══ Records for this task ══
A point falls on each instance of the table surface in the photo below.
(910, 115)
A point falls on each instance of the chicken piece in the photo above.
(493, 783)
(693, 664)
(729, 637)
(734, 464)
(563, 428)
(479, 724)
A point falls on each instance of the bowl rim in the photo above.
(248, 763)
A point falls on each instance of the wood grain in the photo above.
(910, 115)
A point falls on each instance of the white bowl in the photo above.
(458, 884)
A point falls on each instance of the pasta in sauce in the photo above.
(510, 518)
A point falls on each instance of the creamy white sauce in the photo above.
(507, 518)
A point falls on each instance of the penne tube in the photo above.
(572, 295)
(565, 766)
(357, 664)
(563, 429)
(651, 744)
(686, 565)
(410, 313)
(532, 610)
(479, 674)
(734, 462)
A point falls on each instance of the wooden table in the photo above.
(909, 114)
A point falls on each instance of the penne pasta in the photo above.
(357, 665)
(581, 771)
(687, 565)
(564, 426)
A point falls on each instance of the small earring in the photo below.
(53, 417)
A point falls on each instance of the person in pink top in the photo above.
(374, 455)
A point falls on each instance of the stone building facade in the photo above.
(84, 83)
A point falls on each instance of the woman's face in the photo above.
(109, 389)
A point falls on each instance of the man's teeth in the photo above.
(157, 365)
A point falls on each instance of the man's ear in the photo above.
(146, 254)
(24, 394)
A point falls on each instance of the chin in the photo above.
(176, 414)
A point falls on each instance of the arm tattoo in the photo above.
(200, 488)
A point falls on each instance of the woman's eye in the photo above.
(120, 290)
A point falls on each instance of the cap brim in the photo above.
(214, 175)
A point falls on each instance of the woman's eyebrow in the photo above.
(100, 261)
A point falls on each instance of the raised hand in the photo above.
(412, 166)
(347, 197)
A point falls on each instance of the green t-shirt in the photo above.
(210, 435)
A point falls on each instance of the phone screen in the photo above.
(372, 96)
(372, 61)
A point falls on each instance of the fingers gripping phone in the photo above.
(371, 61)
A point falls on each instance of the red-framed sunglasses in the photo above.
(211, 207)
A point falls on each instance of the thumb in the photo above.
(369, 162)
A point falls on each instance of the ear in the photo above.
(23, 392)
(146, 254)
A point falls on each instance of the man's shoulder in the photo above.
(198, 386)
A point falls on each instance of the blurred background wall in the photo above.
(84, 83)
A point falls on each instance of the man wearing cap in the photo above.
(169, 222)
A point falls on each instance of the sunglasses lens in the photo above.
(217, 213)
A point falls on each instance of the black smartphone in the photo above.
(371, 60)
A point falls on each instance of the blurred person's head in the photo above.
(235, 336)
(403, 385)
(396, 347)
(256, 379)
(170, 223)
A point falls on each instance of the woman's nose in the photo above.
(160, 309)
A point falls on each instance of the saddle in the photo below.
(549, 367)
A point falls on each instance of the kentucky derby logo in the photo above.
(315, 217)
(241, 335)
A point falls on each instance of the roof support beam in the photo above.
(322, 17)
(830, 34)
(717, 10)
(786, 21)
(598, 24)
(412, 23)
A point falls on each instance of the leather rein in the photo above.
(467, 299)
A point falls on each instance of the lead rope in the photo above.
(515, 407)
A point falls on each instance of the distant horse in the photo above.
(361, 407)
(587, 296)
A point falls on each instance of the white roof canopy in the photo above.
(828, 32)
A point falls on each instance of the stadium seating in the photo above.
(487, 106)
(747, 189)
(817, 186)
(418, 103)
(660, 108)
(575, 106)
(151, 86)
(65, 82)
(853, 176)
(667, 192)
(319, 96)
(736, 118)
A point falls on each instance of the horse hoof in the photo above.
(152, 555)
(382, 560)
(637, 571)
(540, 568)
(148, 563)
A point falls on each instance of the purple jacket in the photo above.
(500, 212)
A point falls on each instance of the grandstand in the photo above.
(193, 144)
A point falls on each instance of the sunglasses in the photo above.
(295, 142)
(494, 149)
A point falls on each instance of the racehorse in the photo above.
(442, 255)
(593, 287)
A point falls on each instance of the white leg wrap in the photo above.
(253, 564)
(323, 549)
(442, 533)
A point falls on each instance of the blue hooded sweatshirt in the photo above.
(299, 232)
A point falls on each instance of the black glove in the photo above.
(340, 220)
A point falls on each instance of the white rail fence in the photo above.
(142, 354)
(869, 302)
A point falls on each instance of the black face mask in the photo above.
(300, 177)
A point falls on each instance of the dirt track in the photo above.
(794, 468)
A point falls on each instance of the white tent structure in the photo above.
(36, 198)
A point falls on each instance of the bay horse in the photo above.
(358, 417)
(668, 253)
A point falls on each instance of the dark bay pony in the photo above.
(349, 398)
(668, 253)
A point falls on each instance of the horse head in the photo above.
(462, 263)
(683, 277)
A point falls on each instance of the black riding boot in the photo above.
═══
Would you please return all of the data exactly?

● **Reply**:
A point falls on each instance of the table surface in the photo below.
(910, 115)
A point falls on each instance of the chicken piece in the photo above.
(493, 783)
(693, 664)
(729, 637)
(734, 464)
(563, 428)
(479, 724)
A point falls on each instance of the bowl rim in the photo above.
(248, 763)
A point falls on each instance of the wood grain in the photo above.
(910, 115)
A point falls on each instance of the white bowl in the photo above.
(458, 884)
A point falls on each instance of the pasta in sauce in the photo above.
(510, 518)
A point falls on each instance of the creamy white sauce in the photo above.
(507, 518)
A point falls on each instance of the penne tube in the photo above.
(572, 295)
(565, 766)
(357, 664)
(563, 429)
(651, 744)
(686, 565)
(410, 313)
(532, 610)
(479, 674)
(734, 462)
A point falls on each instance of the wooden table in the photo above.
(909, 114)
A point falls on each instance of the penne pasta in the photo above.
(357, 665)
(581, 771)
(687, 565)
(564, 426)
A point falls on each instance of the small earring in the photo below.
(53, 417)
A point falls on each instance of the person in pink top in the photo above.
(374, 455)
A point falls on each instance of the stone building facade in the photo above.
(84, 83)
A point falls on each instance of the woman's face in the photo above.
(109, 389)
A point falls on each instance of the man's teeth in the photo above.
(157, 365)
A point falls on each instance of the man's ear in the photo above.
(146, 254)
(24, 394)
A point falls on each instance of the chin in the photo above.
(176, 414)
A point falls on each instance of the arm tattoo in the photo above.
(200, 488)
A point falls on each instance of the woman's eye in the photo above.
(120, 290)
A point falls on each instance of the cap brim in the photo above.
(214, 175)
A point falls on each instance of the woman's eyebrow in the photo above.
(100, 261)
A point falls on each instance of the raised hand in the photo above.
(412, 166)
(347, 197)
A point falls on each instance of the green t-shirt in the photo above.
(210, 435)
A point falls on each instance of the phone screen in the photo above.
(372, 96)
(372, 61)
A point falls on each instance of the fingers gripping phone in the photo above.
(371, 61)
A point falls on each instance of the red-framed sunglasses in the photo above.
(211, 207)
A point falls on each instance of the thumb in the photo above.
(369, 162)
A point falls on each instance of the ear in the photo above.
(23, 392)
(146, 254)
A point falls on each instance of the man's shoulder in the photo above.
(198, 386)
A point falls on each instance of the blurred background wall in the photo above.
(84, 83)
A point falls on each instance of the man wearing cap in the photo above.
(169, 222)
A point falls on each instance of the sunglasses lens in the photo above.
(217, 213)
A point falls on each instance of the black smartphone in the photo above.
(371, 60)
A point falls on each instance of the blurred person's head in the photo above.
(235, 336)
(403, 385)
(396, 347)
(256, 379)
(170, 223)
A point falls on each instance of the woman's nose in the photo above.
(160, 309)
A point falls on each instance of the saddle in the photo below.
(549, 367)
A point falls on each instance of the kentucky derby logo in the photo above.
(315, 217)
(241, 335)
A point falls on each instance of the roof support beam in the photo above.
(322, 17)
(830, 34)
(717, 10)
(786, 21)
(598, 24)
(412, 23)
A point falls on each instance of the leather rein in the photo above.
(467, 299)
A point falls on each instance of the lead rope in the photo above.
(515, 407)
A point falls on each instance of the distant horse in the photo above.
(361, 407)
(587, 296)
A point falls on each instance of the white roof canopy in the photo above.
(828, 32)
A point falls on each instance of the stadium seating in the photo above.
(487, 106)
(747, 189)
(817, 186)
(418, 103)
(660, 108)
(575, 106)
(151, 86)
(65, 82)
(853, 176)
(667, 192)
(319, 96)
(736, 118)
A point falls on each instance of the horse hoof in the photo above.
(152, 555)
(382, 560)
(637, 571)
(540, 568)
(148, 563)
A point falls on each instance of the purple jacket in the photo above.
(500, 212)
A point falls on each instance of the grandstand in the photo above.
(193, 144)
A point falls on each instance of the sunglasses in the photo above.
(295, 142)
(494, 149)
A point falls on each instance of the racehorse in the photo above.
(442, 255)
(593, 287)
A point falls on each instance of the white leg wrap in the photo above.
(253, 564)
(323, 549)
(442, 533)
A point falls on each instance of the blue hooded sweatshirt in the photo above.
(299, 232)
A point falls on each instance of the black glove in the photo above.
(340, 220)
A point falls on each instance of the white rail fence in the photo above.
(142, 354)
(869, 302)
A point falls on each instance of the black face mask in the photo above.
(300, 177)
A point falls on each instance of the dirt track in the photo above.
(794, 468)
A point falls on each instance of the white tent structure in the photo above.
(36, 198)
A point falls on each instance of the bay horse in the photo above.
(358, 417)
(668, 253)
A point falls on each instance of the dark bay pony in the photo above.
(349, 398)
(668, 253)
A point falls on each instance of the horse head in the photo above.
(462, 263)
(683, 277)
A point falls on each instance of the black riding boot in the photo above.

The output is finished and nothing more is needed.